Task list →
• A. Retype this part of the clinic excerpt word for word, starting at "Houston Methodist’s Primary" and ending at "health (wellness) visits.".
• B. Continue the excerpt about Houston Methodist's Primary Care Clinic from the point where it stops.

Excerpt provided →
- Opening Delimiter -

Continuity Clinic (Primary Care Clinic-PCC)
Houston Methodist’s Primary Care Clinic (PCC) is a resident-run continuity clinic where residents and interns see their own panel of patients during a weekly half-day clinic session. Each clinic session has a total of four to eight residents (a combination of interns and upper levels), and 1-2 attending physicians.
General PCC Facts
- Each resident sees new and established patients, post-hospital discharge visits, pre-operative consultations, sick visits and preventative health (wellness) visits.
- Residents will become experienced in managing a broad spectrum of outpatient conditions seen frequently in primary care.
- The PCC is adjacent to the faculty practice and provides easy access for patients requiring subspecialty consultations.
- The electronic health record (EHR), Epic, provides an opportunity to improve patient care using the latest technology.
- Residents are supervised by a group of primary care attendings allowing for the development of a long-term mentoring relationship.
- Patients are seen in a newly renovated, on-site facility with accommodations for an optimal educational experience.
- Online modules enhance the educational experience in the PCC by providing access to high-yield learning topics frequently encountered in the ambulatory setting.

- Closing Delimiter -

Record set →
- Opening Delimiter -

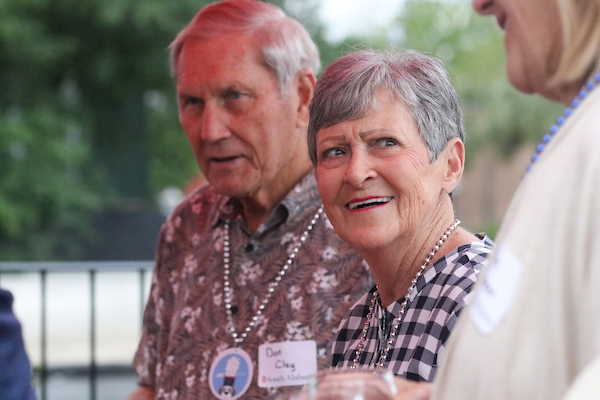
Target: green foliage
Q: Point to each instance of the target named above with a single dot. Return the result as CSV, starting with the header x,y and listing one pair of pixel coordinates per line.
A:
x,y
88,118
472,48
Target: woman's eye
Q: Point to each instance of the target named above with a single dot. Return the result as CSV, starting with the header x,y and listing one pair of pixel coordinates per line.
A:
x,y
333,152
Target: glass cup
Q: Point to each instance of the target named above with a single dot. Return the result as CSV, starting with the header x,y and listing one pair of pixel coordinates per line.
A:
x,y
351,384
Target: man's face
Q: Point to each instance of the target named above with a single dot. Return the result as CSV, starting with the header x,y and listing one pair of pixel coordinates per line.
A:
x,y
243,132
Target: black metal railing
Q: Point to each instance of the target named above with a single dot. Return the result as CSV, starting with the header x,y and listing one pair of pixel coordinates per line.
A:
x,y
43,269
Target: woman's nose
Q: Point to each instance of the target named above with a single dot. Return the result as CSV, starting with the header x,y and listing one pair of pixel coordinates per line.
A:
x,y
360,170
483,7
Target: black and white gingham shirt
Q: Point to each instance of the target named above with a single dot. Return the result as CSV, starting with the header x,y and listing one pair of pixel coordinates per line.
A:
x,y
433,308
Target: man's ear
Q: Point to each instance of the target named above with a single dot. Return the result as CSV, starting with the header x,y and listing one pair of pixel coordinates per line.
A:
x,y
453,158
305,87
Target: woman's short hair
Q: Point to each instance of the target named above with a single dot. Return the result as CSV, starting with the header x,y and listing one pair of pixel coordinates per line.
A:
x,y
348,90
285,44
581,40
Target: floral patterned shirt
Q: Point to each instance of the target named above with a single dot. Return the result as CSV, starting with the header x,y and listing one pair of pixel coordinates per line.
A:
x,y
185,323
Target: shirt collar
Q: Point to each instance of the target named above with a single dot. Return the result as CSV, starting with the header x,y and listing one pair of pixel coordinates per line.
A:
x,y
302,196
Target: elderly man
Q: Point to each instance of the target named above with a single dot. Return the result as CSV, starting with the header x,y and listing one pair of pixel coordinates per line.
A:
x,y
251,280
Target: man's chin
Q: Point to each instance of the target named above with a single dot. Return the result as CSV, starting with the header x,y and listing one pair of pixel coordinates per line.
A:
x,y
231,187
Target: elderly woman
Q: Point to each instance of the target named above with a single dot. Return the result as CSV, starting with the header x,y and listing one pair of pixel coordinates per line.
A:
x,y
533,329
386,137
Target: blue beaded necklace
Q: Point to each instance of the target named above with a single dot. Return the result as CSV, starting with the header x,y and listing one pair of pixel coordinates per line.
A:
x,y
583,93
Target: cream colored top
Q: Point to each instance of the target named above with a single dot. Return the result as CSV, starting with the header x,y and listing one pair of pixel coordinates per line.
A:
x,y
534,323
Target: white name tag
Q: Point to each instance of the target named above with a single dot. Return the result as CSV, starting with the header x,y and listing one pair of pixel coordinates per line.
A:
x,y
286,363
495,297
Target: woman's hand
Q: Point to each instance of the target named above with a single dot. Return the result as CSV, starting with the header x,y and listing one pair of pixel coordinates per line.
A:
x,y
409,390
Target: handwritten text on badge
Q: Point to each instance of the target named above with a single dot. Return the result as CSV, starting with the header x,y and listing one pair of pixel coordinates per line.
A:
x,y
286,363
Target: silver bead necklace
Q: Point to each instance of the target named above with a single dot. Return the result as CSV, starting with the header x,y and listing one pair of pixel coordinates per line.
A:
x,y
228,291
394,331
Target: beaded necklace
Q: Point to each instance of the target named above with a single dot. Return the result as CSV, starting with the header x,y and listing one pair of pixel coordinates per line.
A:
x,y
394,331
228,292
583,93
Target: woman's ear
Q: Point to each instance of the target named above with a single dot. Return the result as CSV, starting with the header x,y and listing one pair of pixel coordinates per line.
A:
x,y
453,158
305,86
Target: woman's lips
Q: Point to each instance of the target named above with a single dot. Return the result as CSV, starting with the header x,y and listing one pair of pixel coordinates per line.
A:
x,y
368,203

- Closing Delimiter -

Answers provided →
• A.
Houston Methodist’s Primary Care Clinic (PCC) is a resident-run continuity clinic where residents and interns see their own panel of patients during a weekly half-day clinic session. Each clinic session has a total of four to eight residents (a combination of interns and upper levels), and 1-2 attending physicians.
General PCC Facts
- Each resident sees new and established patients, post-hospital discharge visits, pre-operative consultations, sick visits and preventative health (wellness) visits.

• B.
- Pre-clinic huddles are attended by the clinic team (residents, MA's and attendings) for 30 minutes prior. This time is used for reviewing the daily schedule and identifying any potential patient needs. The remaining time is used to discuss a high yield ambulatory topic assigned from the Yale Curriculum.
- During the pandemic, our Primary Care Clinic has incorporated virtual visits and we are fully equipped to perform telemedicine to ensure continuity of care for our patients.
- For those interested in pursuing a primary care career, staring the second year of residency, residents are given the opportunity to relocate their continuity clinic to work with a primary care physician in the Houston Methodist community. This experience provides a true primary care setting and the mentorship required to understand what it means to be a primary care provider.